(Raw data):

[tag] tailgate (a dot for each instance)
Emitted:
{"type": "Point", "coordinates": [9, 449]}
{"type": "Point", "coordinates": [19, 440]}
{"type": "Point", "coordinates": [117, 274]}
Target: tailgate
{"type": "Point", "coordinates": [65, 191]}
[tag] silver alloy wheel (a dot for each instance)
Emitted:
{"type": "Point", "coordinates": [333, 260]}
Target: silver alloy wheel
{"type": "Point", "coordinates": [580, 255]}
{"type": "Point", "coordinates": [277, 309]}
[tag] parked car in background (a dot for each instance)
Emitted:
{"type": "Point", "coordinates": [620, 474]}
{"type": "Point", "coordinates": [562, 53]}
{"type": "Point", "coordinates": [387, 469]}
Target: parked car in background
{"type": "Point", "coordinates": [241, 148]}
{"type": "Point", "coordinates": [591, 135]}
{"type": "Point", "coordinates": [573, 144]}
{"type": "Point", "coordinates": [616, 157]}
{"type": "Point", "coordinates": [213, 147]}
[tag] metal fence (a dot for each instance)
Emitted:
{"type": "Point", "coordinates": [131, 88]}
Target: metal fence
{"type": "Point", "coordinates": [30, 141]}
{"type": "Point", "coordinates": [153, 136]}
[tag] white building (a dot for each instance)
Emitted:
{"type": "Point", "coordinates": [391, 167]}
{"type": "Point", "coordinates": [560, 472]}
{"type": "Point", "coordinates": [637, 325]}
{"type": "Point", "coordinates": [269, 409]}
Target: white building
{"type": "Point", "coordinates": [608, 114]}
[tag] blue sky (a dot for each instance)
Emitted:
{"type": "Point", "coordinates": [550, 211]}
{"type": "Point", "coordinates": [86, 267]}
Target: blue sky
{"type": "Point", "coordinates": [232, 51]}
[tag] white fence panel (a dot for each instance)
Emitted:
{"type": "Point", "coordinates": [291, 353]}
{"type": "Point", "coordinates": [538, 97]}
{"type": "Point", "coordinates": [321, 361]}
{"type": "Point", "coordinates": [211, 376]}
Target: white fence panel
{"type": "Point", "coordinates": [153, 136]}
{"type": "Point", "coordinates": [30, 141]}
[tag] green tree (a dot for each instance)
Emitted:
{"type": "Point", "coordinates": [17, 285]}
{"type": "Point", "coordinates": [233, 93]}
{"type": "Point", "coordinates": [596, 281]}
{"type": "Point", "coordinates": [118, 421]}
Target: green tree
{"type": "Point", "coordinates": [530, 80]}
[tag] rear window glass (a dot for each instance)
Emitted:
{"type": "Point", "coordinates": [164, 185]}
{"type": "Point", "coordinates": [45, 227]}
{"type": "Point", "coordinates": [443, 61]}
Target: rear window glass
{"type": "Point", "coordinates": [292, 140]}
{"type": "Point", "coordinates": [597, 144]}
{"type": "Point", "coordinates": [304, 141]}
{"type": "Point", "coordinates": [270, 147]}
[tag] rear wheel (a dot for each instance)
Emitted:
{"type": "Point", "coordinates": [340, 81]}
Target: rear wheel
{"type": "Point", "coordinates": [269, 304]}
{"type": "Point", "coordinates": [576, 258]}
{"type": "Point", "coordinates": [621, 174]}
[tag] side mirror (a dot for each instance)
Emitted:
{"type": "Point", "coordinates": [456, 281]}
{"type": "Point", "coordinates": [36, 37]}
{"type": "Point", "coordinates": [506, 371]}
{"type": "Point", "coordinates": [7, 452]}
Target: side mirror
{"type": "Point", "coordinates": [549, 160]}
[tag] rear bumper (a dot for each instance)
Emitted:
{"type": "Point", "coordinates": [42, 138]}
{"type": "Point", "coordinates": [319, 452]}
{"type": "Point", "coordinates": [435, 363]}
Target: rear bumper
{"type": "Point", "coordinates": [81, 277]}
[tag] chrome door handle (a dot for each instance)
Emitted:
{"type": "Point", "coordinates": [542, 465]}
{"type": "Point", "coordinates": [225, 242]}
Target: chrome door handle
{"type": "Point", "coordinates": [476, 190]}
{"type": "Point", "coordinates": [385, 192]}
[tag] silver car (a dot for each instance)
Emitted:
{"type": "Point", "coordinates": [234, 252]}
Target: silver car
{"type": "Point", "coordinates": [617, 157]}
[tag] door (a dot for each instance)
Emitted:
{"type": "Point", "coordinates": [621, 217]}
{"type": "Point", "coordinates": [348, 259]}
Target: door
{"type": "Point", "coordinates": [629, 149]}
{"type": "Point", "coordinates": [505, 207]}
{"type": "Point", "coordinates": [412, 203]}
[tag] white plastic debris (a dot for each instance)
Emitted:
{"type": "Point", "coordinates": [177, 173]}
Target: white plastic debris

(Directions for this task): Output all of the data in full, exactly as given.

(Answer for this exercise):
[tag] tailgate (a dot for each instance)
Emitted:
{"type": "Point", "coordinates": [9, 449]}
{"type": "Point", "coordinates": [19, 440]}
{"type": "Point", "coordinates": [117, 274]}
Target: tailgate
{"type": "Point", "coordinates": [65, 191]}
[tag] silver alloy wheel (a dot for each instance)
Emitted:
{"type": "Point", "coordinates": [333, 260]}
Target: silver alloy wheel
{"type": "Point", "coordinates": [580, 255]}
{"type": "Point", "coordinates": [277, 309]}
[tag] parked car in background (a dot for each instance)
Emitted:
{"type": "Point", "coordinates": [620, 474]}
{"type": "Point", "coordinates": [562, 53]}
{"type": "Point", "coordinates": [387, 469]}
Target: parked car in background
{"type": "Point", "coordinates": [241, 148]}
{"type": "Point", "coordinates": [591, 135]}
{"type": "Point", "coordinates": [573, 144]}
{"type": "Point", "coordinates": [616, 157]}
{"type": "Point", "coordinates": [213, 147]}
[tag] metal fence (a dot for each instance)
Emitted:
{"type": "Point", "coordinates": [131, 88]}
Target: metal fence
{"type": "Point", "coordinates": [30, 141]}
{"type": "Point", "coordinates": [153, 136]}
[tag] white building (a dot for each instance)
Emitted:
{"type": "Point", "coordinates": [391, 167]}
{"type": "Point", "coordinates": [560, 472]}
{"type": "Point", "coordinates": [637, 325]}
{"type": "Point", "coordinates": [269, 409]}
Target: white building
{"type": "Point", "coordinates": [608, 114]}
[tag] blue sky (a dot for each instance)
Emitted:
{"type": "Point", "coordinates": [550, 211]}
{"type": "Point", "coordinates": [86, 267]}
Target: blue sky
{"type": "Point", "coordinates": [232, 51]}
[tag] white fence panel (a dot for each instance)
Emitted:
{"type": "Point", "coordinates": [291, 353]}
{"type": "Point", "coordinates": [538, 97]}
{"type": "Point", "coordinates": [321, 361]}
{"type": "Point", "coordinates": [211, 376]}
Target: white fence panel
{"type": "Point", "coordinates": [153, 136]}
{"type": "Point", "coordinates": [30, 141]}
[tag] green tree (a dot for each instance)
Emitted:
{"type": "Point", "coordinates": [17, 285]}
{"type": "Point", "coordinates": [233, 93]}
{"type": "Point", "coordinates": [596, 281]}
{"type": "Point", "coordinates": [118, 421]}
Target: green tree
{"type": "Point", "coordinates": [530, 80]}
[tag] rear window glass (a dot for each instance)
Emitted:
{"type": "Point", "coordinates": [164, 185]}
{"type": "Point", "coordinates": [45, 227]}
{"type": "Point", "coordinates": [443, 61]}
Target: rear window glass
{"type": "Point", "coordinates": [292, 140]}
{"type": "Point", "coordinates": [597, 144]}
{"type": "Point", "coordinates": [304, 141]}
{"type": "Point", "coordinates": [270, 147]}
[tag] rear wheel (a dot for each instance)
Emitted:
{"type": "Point", "coordinates": [340, 81]}
Target: rear wheel
{"type": "Point", "coordinates": [269, 304]}
{"type": "Point", "coordinates": [576, 258]}
{"type": "Point", "coordinates": [621, 174]}
[tag] side mirror (a dot for each instance)
Emitted:
{"type": "Point", "coordinates": [456, 281]}
{"type": "Point", "coordinates": [36, 37]}
{"type": "Point", "coordinates": [506, 371]}
{"type": "Point", "coordinates": [7, 452]}
Target: side mirror
{"type": "Point", "coordinates": [549, 160]}
[tag] rear bumper (a dot for each instance)
Emitted:
{"type": "Point", "coordinates": [42, 138]}
{"type": "Point", "coordinates": [319, 452]}
{"type": "Point", "coordinates": [435, 363]}
Target: rear bumper
{"type": "Point", "coordinates": [81, 277]}
[tag] chrome door handle (a dot for each instance)
Emitted:
{"type": "Point", "coordinates": [542, 465]}
{"type": "Point", "coordinates": [225, 242]}
Target: chrome door handle
{"type": "Point", "coordinates": [476, 190]}
{"type": "Point", "coordinates": [385, 192]}
[tag] silver car (a dot for each instance)
Emitted:
{"type": "Point", "coordinates": [234, 252]}
Target: silver car
{"type": "Point", "coordinates": [617, 157]}
[tag] door (a dot for each instance)
Emitted:
{"type": "Point", "coordinates": [621, 217]}
{"type": "Point", "coordinates": [348, 259]}
Target: door
{"type": "Point", "coordinates": [629, 149]}
{"type": "Point", "coordinates": [505, 207]}
{"type": "Point", "coordinates": [412, 203]}
[tag] white plastic debris (a dot for each instance)
Emitted:
{"type": "Point", "coordinates": [177, 173]}
Target: white plastic debris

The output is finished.